Exactly and only the lines from the one with "Return the segmentation of every instance of the <item>overcast" through the end of the listing are to be transcribed, both ends included.

Given records:
----------

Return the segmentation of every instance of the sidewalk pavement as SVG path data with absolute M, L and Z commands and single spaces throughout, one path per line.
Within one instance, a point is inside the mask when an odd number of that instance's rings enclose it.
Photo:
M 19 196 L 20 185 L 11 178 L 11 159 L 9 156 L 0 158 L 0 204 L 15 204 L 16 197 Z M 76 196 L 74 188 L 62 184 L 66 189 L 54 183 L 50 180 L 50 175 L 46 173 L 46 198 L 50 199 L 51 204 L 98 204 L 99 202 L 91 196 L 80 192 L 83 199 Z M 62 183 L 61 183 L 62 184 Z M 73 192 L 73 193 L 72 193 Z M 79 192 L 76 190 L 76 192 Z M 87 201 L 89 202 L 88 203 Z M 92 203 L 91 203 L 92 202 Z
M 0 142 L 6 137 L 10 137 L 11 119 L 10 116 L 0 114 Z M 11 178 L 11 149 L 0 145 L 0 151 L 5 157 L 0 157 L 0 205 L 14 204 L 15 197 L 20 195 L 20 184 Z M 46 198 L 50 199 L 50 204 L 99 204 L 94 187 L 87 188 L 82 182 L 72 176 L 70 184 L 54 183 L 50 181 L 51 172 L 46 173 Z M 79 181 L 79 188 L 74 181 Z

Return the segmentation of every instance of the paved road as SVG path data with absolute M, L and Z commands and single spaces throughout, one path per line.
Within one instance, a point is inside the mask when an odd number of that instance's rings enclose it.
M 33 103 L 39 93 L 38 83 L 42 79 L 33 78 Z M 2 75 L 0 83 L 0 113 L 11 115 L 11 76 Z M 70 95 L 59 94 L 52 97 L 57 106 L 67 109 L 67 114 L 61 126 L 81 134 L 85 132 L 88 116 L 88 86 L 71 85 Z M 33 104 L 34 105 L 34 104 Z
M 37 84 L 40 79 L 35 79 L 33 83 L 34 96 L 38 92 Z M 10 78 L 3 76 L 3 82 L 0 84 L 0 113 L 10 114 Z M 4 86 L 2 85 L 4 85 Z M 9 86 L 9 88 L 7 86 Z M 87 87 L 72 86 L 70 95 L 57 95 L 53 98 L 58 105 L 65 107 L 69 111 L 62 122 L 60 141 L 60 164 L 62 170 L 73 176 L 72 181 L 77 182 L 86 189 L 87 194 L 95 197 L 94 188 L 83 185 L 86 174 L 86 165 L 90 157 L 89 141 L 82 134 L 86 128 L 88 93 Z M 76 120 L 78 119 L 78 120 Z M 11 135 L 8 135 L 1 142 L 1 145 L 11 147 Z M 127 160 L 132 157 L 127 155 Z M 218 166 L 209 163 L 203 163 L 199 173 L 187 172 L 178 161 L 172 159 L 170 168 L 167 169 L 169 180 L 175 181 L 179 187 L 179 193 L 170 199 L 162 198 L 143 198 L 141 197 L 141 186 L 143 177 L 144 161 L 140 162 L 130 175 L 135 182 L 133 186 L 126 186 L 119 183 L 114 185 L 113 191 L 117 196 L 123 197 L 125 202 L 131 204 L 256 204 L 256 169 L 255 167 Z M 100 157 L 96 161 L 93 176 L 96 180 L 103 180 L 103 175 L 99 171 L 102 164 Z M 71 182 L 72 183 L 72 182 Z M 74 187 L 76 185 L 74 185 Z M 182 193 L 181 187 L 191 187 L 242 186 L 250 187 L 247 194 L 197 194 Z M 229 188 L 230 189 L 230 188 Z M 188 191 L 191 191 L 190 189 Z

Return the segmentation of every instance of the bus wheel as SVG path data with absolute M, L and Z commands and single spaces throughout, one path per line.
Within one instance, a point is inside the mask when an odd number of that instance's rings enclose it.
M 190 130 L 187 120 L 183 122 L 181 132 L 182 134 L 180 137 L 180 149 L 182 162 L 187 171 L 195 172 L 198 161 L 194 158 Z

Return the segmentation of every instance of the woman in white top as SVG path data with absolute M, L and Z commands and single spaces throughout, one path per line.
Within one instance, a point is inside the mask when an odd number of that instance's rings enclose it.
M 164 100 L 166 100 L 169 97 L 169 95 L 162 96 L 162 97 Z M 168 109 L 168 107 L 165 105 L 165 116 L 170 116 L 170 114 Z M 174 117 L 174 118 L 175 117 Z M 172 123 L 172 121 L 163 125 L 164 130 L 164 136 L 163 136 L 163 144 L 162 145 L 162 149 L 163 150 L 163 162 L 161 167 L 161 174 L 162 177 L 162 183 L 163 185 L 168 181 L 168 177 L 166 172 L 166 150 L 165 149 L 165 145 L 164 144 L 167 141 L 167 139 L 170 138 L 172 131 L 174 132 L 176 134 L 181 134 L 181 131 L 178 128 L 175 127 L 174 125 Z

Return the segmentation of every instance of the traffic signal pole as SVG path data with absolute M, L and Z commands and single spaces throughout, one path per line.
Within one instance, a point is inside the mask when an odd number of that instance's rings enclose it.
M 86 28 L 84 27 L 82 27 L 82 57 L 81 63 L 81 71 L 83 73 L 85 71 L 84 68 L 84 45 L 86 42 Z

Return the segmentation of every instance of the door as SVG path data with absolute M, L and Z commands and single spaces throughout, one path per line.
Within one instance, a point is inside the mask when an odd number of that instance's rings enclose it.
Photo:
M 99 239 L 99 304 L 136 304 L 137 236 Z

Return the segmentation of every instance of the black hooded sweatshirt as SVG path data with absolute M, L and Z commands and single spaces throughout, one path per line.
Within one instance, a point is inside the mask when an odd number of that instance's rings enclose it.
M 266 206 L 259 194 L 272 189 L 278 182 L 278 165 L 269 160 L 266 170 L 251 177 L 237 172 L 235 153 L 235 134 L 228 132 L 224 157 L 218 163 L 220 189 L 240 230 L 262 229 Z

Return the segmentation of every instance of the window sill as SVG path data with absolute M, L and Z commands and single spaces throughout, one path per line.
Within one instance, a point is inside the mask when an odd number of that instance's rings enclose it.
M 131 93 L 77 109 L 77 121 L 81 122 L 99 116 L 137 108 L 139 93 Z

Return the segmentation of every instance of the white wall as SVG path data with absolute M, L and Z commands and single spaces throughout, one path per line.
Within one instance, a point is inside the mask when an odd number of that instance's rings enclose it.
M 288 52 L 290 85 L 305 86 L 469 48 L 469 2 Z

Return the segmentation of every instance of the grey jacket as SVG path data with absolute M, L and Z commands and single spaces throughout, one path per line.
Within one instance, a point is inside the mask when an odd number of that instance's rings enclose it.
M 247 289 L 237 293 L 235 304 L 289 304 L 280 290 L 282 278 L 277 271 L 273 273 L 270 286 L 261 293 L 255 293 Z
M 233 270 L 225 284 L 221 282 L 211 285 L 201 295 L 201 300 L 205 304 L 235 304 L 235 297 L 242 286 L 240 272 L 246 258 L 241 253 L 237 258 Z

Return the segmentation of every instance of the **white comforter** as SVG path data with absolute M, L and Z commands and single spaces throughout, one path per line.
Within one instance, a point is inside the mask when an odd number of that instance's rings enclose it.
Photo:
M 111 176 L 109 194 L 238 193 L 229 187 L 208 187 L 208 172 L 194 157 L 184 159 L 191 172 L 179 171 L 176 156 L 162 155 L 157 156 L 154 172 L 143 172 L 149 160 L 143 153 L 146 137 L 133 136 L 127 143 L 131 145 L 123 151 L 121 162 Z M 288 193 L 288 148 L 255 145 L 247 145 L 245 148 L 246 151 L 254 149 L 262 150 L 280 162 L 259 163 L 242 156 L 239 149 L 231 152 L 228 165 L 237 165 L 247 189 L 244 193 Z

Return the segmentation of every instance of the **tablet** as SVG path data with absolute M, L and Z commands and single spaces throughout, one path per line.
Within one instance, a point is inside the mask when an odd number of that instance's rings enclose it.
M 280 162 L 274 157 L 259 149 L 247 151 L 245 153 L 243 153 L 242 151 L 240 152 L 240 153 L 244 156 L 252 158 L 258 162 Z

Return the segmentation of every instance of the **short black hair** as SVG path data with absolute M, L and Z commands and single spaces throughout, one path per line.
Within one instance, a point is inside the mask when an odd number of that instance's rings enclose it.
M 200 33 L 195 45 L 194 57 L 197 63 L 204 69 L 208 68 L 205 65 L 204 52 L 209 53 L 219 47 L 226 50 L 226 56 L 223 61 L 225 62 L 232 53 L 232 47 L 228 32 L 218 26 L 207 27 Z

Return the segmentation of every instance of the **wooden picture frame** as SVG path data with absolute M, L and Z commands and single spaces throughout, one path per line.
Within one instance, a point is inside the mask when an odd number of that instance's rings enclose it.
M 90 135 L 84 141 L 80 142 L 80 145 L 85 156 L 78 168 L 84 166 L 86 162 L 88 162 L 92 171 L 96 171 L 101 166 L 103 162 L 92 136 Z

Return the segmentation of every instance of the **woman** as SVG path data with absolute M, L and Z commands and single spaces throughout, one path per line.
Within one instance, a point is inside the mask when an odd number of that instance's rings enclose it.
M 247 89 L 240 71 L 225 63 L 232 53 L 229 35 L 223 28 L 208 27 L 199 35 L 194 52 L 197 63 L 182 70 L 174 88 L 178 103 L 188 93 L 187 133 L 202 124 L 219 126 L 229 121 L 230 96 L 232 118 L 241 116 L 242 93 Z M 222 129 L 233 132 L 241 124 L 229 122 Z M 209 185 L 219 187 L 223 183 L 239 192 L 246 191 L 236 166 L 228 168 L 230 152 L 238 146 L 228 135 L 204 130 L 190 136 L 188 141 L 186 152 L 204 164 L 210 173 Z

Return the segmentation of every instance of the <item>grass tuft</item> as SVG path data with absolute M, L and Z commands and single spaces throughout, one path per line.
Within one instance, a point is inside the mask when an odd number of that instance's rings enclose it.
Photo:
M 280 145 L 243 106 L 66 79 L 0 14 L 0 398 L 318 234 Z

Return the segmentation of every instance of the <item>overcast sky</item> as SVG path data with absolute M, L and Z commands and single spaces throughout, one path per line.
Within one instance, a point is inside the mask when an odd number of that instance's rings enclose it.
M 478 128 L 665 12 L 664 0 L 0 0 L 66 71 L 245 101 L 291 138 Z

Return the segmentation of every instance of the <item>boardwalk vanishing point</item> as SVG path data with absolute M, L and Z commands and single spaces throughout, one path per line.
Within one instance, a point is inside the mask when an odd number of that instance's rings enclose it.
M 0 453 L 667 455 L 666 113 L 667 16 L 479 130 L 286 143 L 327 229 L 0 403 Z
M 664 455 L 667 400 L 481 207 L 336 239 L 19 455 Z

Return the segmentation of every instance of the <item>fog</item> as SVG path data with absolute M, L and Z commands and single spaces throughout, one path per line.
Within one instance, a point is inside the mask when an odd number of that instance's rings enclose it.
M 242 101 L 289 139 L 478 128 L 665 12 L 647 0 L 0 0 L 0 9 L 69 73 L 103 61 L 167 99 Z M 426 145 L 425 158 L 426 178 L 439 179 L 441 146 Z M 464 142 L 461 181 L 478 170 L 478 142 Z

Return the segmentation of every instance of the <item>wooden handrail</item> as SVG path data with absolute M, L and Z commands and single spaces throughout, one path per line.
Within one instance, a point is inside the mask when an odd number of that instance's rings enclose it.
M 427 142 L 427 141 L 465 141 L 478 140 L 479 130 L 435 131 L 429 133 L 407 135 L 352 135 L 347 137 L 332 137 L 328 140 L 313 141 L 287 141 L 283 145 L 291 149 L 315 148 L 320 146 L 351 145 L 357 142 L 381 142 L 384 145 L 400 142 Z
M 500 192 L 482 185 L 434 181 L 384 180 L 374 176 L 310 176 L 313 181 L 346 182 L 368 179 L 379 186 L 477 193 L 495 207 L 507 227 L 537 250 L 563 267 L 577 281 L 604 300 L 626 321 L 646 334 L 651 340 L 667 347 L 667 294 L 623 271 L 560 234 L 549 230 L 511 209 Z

----------

Task solution:
Return the segmentation of every instance of the <item>overcast sky</item> as SVG path data with absolute M, L and Z commands and single spaces throughout, one path per line.
Within one instance, a point is inside the mask when an odd number of that instance's rings enclose it.
M 478 128 L 665 12 L 664 0 L 0 0 L 66 71 L 245 101 L 291 138 Z

Return the segmentation of every instance of the <item>boardwalk vanishing point</item> as SVG path data with absolute M, L and Z commands and single spaces throughout, one path per line.
Within one instance, a point is inside the mask when an odd number of that instance's rings enclose it.
M 0 453 L 667 455 L 666 113 L 667 16 L 479 130 L 286 143 L 327 229 L 0 403 Z
M 664 455 L 667 400 L 481 207 L 336 239 L 19 455 Z

Return the segmentation of every instance of the <item>fog</item> as SVG path data with absolute M, L and Z commands and single spaces throughout, one path per line.
Within one instance, a point is inside the mask when an odd number of that instance's rings enclose it.
M 242 101 L 289 139 L 478 128 L 665 12 L 647 0 L 0 0 L 0 9 L 69 73 L 103 61 L 167 99 Z M 426 145 L 425 158 L 426 178 L 439 179 L 441 146 Z M 464 142 L 461 181 L 478 170 L 478 142 Z

Return the segmentation of every instance of the <item>wooden handrail</item> as SVG path data with absolute M, L and Z commands and single spaces throughout, one path per line.
Within one instance, a point is inside the mask when an odd number of that instance's rings enclose it.
M 427 142 L 427 141 L 465 141 L 478 140 L 479 130 L 435 131 L 429 133 L 407 135 L 352 135 L 347 137 L 332 137 L 328 140 L 313 141 L 287 141 L 283 145 L 291 149 L 315 148 L 320 146 L 351 145 L 357 142 L 381 142 L 384 145 L 400 142 Z
M 500 192 L 482 185 L 434 181 L 384 180 L 374 176 L 310 176 L 313 181 L 346 182 L 368 179 L 379 186 L 477 193 L 495 207 L 507 227 L 537 250 L 563 267 L 577 281 L 604 300 L 626 321 L 646 334 L 651 340 L 667 347 L 667 294 L 623 271 L 560 234 L 549 230 L 511 209 Z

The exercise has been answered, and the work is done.